To be done => Reproduce every row below word for word, with nothing changed.

Records shown =>
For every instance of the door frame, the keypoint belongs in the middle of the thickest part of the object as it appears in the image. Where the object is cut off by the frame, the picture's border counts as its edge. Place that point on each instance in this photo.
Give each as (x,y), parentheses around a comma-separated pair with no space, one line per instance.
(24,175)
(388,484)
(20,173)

The response =>
For every instance of the door frame, the keypoint belongs in the middle of the thickest part of the object as it appears in the image. Where the object is cut off by the frame, the picture's border counts as its edge. Place that point on each instance in this photo.
Give each as (x,y), parentheses around a comma-separated pair with no space, one line per instance.
(24,175)
(388,484)
(20,173)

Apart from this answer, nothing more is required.